→ Page excerpt

Bowdoin

English 015 - Americans Abroad
Prisons

Prisons

Category: 1E: Twain, James, Wharton | Meaghan Tanguay

English 015
Americans Abroad
1st paper, Final Draft

Prisons
By: Meaghan Tanguay

The discovery of new sexual licenses by the women characters, Daisy Miller and Mrs. Ansley, while they are traveling abroad, is a fraud. They both enjoy many sexual adventures with European men which are new and exciting for them. However, these sexual adventures end up imprisoning the girls, to different degrees, rather than setting them sexually free. Revisiting Daisy Miller’s adventures and their impact shows a clear similarity and slight difference to the impact of Mrs. Ansley’s covert rendezvous. Their trysts and affairs are illusions of happiness and sexual freedom. The reality under the illusions is tragic: Daisy dies and Mrs. Ansley ruins her life and the life of her good friend Mrs. Slade.

Lines of data

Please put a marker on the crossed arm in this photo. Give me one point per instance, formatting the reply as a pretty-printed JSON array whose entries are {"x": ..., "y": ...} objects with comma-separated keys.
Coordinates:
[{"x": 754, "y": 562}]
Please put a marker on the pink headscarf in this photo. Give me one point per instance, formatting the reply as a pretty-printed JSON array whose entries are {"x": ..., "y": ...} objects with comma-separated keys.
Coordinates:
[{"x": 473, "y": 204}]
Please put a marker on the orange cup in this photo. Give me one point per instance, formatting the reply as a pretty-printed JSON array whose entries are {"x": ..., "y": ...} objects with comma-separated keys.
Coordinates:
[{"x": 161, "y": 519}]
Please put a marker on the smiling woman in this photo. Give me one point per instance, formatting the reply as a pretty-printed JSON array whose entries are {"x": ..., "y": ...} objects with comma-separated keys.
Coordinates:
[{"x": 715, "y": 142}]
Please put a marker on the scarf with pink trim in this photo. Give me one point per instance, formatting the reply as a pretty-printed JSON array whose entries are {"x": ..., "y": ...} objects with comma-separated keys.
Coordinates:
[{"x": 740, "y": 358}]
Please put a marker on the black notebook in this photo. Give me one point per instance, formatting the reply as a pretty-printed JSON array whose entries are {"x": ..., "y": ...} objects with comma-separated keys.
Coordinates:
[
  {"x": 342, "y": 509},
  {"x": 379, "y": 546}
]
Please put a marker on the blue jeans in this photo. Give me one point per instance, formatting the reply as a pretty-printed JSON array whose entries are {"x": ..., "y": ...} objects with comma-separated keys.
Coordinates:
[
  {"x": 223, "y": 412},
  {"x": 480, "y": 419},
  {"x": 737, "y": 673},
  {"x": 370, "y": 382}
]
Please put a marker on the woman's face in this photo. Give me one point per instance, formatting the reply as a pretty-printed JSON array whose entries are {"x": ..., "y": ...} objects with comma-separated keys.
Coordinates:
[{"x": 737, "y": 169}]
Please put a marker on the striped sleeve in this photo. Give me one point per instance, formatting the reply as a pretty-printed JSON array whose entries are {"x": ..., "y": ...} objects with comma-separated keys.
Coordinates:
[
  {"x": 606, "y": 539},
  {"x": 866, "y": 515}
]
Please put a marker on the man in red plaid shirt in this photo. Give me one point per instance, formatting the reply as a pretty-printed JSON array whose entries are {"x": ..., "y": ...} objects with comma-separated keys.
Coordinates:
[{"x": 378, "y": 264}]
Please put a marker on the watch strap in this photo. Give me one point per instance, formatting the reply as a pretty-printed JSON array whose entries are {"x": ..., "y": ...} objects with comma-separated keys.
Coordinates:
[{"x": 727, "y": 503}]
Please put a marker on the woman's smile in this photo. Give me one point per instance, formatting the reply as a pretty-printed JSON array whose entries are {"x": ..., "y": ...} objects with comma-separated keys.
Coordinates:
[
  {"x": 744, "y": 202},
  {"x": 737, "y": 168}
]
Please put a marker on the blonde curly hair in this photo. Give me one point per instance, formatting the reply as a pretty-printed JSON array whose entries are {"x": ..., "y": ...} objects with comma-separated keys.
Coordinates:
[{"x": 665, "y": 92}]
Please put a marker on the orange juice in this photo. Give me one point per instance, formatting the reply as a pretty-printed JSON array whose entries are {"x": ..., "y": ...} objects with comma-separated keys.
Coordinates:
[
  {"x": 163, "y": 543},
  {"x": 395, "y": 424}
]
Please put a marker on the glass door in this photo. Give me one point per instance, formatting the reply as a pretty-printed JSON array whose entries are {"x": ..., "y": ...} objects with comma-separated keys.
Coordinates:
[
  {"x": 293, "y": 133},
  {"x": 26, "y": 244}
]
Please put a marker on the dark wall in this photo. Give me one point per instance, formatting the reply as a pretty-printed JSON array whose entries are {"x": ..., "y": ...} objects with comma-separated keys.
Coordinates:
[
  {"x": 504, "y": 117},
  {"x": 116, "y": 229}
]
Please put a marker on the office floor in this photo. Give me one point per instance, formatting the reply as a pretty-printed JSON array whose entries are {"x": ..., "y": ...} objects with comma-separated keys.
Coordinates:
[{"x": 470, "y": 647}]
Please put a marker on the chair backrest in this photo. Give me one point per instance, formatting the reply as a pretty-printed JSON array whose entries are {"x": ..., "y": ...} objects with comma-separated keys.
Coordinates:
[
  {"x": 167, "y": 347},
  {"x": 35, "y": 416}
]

→ What to do
[a] From the Prisons essay, translate this sentence into Spanish: "Their trysts and affairs are illusions of happiness and sexual freedom."
[b] Carry the Prisons essay forward, picking up right after its final sentence.

→ The answers
[a] Sus encuentros secretos y sus aventuras amorosas son ilusiones de felicidad y de libertad sexual.

[b]
The pretty, innocent American, Daisy Miller, firsts meets Winterbourne, an older European gentleman, in Switzerland. He judges her as a young, inexperienced, and ignorant American girl. Right away, Winterbourne finds it acceptable to approach her. He is used to the custom that “in Geneva, as he had been perfectly aware, a young man wasn’t at liberty to speak to a young unmarried lady save under certain rarely-occurring conditions.” (p.8) The rarely-occurring condition, for Winterbourne, is that Daisy Miller is an American girl. Winterbourne is excited to find out from the beginning that her sexual freedom is expansive. She is allowed to visit the Castle of Chillon or possible go out on a boat at night alone with him, and he is “instantly struck with the romantic side of this chance to guide through the summer starlight a skiff freighted with a fresh and beautiful young girl.” (p.31) Winterbourne will later find out just how far Daisy is allowed to take her sexual escapades in Rome.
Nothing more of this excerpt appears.